>> BEGIN Data supplied

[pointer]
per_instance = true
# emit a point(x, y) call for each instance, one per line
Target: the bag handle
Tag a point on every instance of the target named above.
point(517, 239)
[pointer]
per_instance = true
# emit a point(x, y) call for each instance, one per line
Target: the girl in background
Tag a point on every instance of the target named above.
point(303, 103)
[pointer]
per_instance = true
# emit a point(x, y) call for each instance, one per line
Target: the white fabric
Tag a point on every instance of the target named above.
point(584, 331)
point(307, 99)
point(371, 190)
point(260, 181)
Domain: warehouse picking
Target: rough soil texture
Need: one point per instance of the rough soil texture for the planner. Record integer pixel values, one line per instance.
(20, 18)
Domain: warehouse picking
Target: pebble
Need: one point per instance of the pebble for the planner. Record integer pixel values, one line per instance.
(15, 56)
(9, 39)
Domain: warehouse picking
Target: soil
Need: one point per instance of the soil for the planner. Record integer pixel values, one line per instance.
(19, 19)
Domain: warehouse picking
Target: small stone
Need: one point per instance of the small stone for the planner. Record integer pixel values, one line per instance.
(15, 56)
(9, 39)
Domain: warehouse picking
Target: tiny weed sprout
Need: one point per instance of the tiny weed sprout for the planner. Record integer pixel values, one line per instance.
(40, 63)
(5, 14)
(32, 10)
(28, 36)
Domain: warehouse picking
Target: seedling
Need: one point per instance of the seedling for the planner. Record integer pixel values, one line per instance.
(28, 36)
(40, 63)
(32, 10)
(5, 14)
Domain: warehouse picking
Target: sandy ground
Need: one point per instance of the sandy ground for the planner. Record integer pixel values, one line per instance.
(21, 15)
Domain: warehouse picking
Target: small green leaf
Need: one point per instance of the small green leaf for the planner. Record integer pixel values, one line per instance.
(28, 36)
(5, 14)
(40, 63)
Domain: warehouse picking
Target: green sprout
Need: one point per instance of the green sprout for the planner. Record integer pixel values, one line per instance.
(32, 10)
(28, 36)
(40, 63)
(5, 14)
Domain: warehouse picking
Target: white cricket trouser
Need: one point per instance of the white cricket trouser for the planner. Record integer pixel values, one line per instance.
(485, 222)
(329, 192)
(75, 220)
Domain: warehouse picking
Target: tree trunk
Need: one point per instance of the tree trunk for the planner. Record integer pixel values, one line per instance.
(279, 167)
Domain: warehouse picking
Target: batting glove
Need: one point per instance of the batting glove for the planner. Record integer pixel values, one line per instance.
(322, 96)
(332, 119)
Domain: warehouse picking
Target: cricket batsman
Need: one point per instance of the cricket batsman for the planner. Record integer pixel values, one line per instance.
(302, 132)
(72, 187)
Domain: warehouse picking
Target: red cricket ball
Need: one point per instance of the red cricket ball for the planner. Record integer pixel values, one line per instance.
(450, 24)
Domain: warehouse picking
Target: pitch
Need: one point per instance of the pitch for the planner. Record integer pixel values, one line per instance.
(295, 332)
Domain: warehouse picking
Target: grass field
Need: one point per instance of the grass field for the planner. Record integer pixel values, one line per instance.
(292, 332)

>> END Data supplied

Aim —
Every line above should be written out again exactly as it stands.

Correct answer —
[pointer]
per_instance = true
# emit a point(x, y) call for each instance, one per line
Target: the bag handle
Tag a point on every instance of the target named above.
point(517, 239)
[pointer]
per_instance = true
# emit a point(x, y) call for each instance, one per line
Target: the girl in background
Tag a point on every instance of the target named above.
point(303, 103)
[pointer]
per_instance = true
# emit a point(x, y) call for each instance, one per line
Target: the white fabric
Tag a point on every instance of the target named above.
point(584, 331)
point(307, 99)
point(371, 190)
point(260, 181)
Domain: warehouse picking
Target: rough soil texture
Need: one point per instance of the rough soil texture for the planner. Record integer pixel values, one line per instance.
(20, 18)
Domain: warehouse picking
Target: pebble
Need: one point per instance of the pebble for the planner. Record integer pixel values, one line per instance.
(15, 56)
(9, 39)
Domain: warehouse picking
Target: soil
Need: one point per instance of the soil for the planner. Record integer pixel values, one line per instance.
(19, 19)
Domain: warehouse picking
Target: small stone
Need: one point per instance of the small stone for the planner. Record integer pixel values, one line per instance.
(15, 56)
(9, 39)
Domain: warehouse picking
Target: tiny weed sprout
Need: one point per instance of the tiny weed sprout for the planner. Record integer pixel values, one line per instance.
(40, 63)
(5, 14)
(32, 10)
(28, 36)
Domain: warehouse picking
Target: seedling
Need: one point per instance of the seedling for the planner. Record integer pixel values, one line per instance.
(28, 36)
(40, 63)
(32, 10)
(5, 14)
Domain: warehouse picking
Target: sandy ground
Need: one point per instance of the sandy ground for the planner. Record integer pixel values, one line per instance.
(21, 15)
Domain: warehouse picking
Target: small green leaf
Need: one point per instance of the small green leaf for the planner. Record integer pixel values, one line per instance.
(28, 36)
(5, 14)
(40, 63)
Domain: warehouse picking
Target: green sprout
Need: one point per instance of the green sprout for the planner. Record integer pixel values, one line per instance.
(32, 10)
(28, 36)
(40, 63)
(5, 14)
Domain: warehouse picking
Target: white cricket trouser
Need: one point per instance of the white cricket trouser for the planner. Record integer pixel values, one line per instance.
(485, 222)
(329, 192)
(75, 220)
Domain: warehouse picking
Target: tree trunk
Need: one point per instance of the tree trunk for the planner. Record integer pixel values, one line per instance.
(279, 167)
Domain: warehouse picking
Target: batting glove
Need: one point per instance of the batting glove for the planner. Record integer pixel values, one line per instance.
(322, 96)
(332, 119)
Domain: warehouse picking
Target: cricket batsman
Need: one point per instance of the cricket batsman for the planner. Record integer pixel values, one line per instance.
(302, 132)
(72, 187)
Domain: warehouse picking
Target: red cricket ball
Need: one point per instance of the red cricket ball for the planner. Record integer pixel values, one line per instance.
(450, 24)
Domain: warehouse picking
Target: pitch
Need: one point per instance of the pitch for the planner. Record integer pixel values, one line per instance.
(295, 332)
Domain: warehouse picking
Target: grass field
Need: one point per instance of the grass field for the planner. Record integer pixel values, one line per instance.
(292, 332)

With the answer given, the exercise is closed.